Reproduce everything from the line containing "Where can the hillside" down to the end of the records, swapping "stone" for "granite" and changing nothing else. Leave the pictures out of your answer.

#### Records supplied

____

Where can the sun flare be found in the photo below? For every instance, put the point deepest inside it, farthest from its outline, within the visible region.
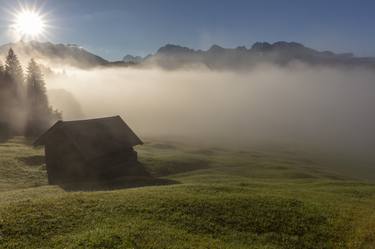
(29, 24)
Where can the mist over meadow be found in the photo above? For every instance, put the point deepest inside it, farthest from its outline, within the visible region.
(326, 110)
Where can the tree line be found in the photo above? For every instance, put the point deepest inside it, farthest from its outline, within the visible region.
(24, 107)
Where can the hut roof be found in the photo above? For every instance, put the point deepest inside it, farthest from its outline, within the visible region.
(93, 137)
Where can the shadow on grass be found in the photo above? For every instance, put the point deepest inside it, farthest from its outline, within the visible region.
(32, 160)
(120, 183)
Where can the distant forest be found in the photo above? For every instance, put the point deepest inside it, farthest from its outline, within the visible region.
(24, 107)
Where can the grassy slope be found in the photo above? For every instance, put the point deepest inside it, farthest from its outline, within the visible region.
(225, 199)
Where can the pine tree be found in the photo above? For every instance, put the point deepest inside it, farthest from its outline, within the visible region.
(13, 69)
(40, 114)
(13, 94)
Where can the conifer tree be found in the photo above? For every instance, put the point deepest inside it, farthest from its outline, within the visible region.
(39, 114)
(13, 69)
(13, 95)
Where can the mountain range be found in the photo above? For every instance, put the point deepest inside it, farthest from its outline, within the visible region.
(174, 56)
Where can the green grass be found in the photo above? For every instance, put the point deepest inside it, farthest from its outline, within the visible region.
(223, 199)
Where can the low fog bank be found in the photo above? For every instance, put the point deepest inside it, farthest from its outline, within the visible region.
(326, 110)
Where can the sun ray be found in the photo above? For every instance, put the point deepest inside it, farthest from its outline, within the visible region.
(29, 23)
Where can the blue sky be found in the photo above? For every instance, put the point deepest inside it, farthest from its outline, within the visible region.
(113, 28)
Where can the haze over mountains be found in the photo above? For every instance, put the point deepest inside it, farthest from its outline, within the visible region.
(176, 57)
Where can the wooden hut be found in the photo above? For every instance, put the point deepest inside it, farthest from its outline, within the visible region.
(90, 150)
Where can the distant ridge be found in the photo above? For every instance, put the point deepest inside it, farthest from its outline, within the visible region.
(173, 56)
(241, 58)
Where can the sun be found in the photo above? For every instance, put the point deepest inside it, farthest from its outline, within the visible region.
(29, 24)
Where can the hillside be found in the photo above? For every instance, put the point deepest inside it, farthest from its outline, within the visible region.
(222, 199)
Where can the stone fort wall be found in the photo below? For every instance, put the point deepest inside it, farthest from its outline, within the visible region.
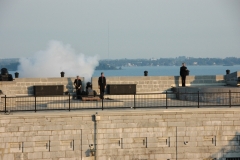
(197, 134)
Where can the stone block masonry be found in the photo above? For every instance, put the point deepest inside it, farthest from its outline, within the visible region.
(161, 83)
(24, 86)
(190, 134)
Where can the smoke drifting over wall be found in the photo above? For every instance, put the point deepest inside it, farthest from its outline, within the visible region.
(55, 59)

____

#### Result below
Where can the hillside be found in the photo above? For every instance, put the point deepest inside it, farthest from its outline, within the visible region.
(222, 199)
Where can the granite fort wall be found in the photo below? For every instance, put the point deepest inside it, farthest from its outline, within the visible region.
(197, 134)
Where can the granite block masonry be found in the photo above? For every instance, put the point deepest inside it, farthest from its outline, within the visible region.
(161, 83)
(24, 86)
(190, 134)
Where can the smoke drifting over wall be found in the photo above? For every instance, put the point deepest inside it, farthest from its outline, within the visible region.
(55, 59)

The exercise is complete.